### EXERCISE PASSAGE
The Benefit of Vector Assembly in Yeast

Introduction

Gab repair cloning is an elegant method for vector construction. It takes advantage from the homologous recombination system of Sacchaomyces cerevisiae (common yeast) which has a hight activity. What does this means in detail? There are many endogenous and exogenous factors (for example reactive oxygen-species, ionizing radiation, chemicals and failing of DNA binding Enzyms (e.g. collapsed replication forks)) which causes DNA double strand breaks. For the cell this is the most dangerous DNA damage because even if it occurs in rather unimportant regions the cell will not survive the next cell circle. Because of that yeast possesses enzyms which have the ability to repair a broken double strand by pairing it with a very similiar DNA region (typically on the homologous chromosome). This process is called homologous recombination. Using the gap-repair method this natural process can be exploited for the construction of large cloning vectors in yeast.

Design of DNA Fragments for Gap-Repair Cloning

The idea of the method is to transform a series of linear, successive DNA Fragments into one yeast cell. The linear fragments have open blunt ends like they occur after a double strand break. If a homologous sequence is avaiable it will be treated like a genomic double strand break and homologous recombination takes place. When the sucessive DNA fragments are designed in a specific way which includes large sequence overlaps to the respectively following fragment yeast will ligate them together.

### ASSIGNED TASK 1
Copy word for word the part of the text on gap-repair cloning that starts with "The idea of" and goes on through "ligate them together.".
### ASSIGNED TASK 2
According to the text on gap-repair cloning, what is the process called by which yeast repairs a broken double strand by pairing it with a very similar DNA region?
### ASSIGNED TASK 3
Pick up the text on gap-repair cloning after its last sentence and continue writing it.
The listing comes from a different source than the text on gap-repair cloning.

### Source data
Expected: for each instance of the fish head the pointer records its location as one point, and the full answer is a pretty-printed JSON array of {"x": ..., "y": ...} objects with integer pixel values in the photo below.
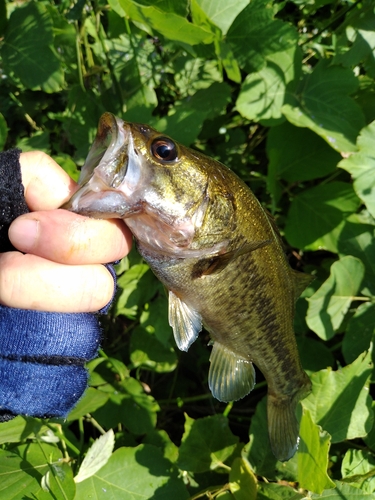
[{"x": 146, "y": 178}]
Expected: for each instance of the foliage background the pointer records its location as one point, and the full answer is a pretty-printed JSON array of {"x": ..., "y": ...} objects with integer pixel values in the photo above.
[{"x": 283, "y": 93}]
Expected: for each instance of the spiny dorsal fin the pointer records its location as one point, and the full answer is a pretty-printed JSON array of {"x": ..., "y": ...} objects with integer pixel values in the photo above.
[
  {"x": 185, "y": 321},
  {"x": 300, "y": 282},
  {"x": 230, "y": 377}
]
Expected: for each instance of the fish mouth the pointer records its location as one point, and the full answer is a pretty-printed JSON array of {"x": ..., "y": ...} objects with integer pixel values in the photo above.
[{"x": 104, "y": 172}]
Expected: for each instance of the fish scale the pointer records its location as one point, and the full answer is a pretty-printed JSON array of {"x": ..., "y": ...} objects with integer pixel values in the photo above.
[{"x": 209, "y": 241}]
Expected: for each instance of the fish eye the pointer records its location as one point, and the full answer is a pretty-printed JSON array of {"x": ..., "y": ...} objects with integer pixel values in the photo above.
[{"x": 164, "y": 149}]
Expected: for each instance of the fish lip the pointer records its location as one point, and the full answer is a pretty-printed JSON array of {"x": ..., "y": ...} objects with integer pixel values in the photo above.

### ANSWER 1
The idea of the method is to transform a series of linear, successive DNA Fragments into one yeast cell. The linear fragments have open blunt ends like they occur after a double strand break. If a homologous sequence is avaiable it will be treated like a genomic double strand break and homologous recombination takes place. When the sucessive DNA fragments are designed in a specific way which includes large sequence overlaps to the respectively following fragment yeast will ligate them together.

### ANSWER 2
Homologous recombination.

### ANSWER 3
For the formation of a cloning vector (usable in yeast or in other organisms) the first fragmet is a yeast shuttle plasmid which is linearized by an appropiate restriction digest. A shuttle plasmid is a plasmid which is stable both in yeast and in Escherichia coli. The first fragment of the insert has to possess an homologous overlap to both the wished insertion site on the plasmid and to the beginning of the second fragment. The end of the second fragment has to posses an overlap to the beginning of the third one and so on. At least the end of the last fragment of the insert again has to posses an overlap homologous to the second insertion site on the plasmid.

At the lab of our instructor up to eighteen single fragments were assembled in a single tranformation. Another advantage of the method is that no scars are left between the inserted fragments. Assembly of Fragments to joint Gens is possible. Restriction enzymes only have to be used once for linearization of the shuttle plasmid.

Example from our Projekt

In our project we have constructed a plasmid for overexpression of three gens of the Mevalonate Pathway. Therefore we used synthesized fragments of the mentioned three gens, two promoters, two terminators (both from yeast) and a yeast expression plasmid which already contained one promotor, one terminator and a gen for Uracil synthesis. Moreover we used a mutant strain where this Uracil Gen is deleted. So we needed the Uracil Gen on the plasmid for selection of the transformants. Via PCR we assembled apropiate homologous overlaps to our fragments using primers containing these overlaps. By that we were able to arrange our fragments in the following order:

The DNA of all fragments is transformed together into prepared competent yeast cells. The transformants were selected on synthetic medium lacking from uracil (only transformants should be able to grow). After preparing the plasmid from the transfomed yeast clones it could be transformed into Escherichia coli and gained from there in large ammounts for further use.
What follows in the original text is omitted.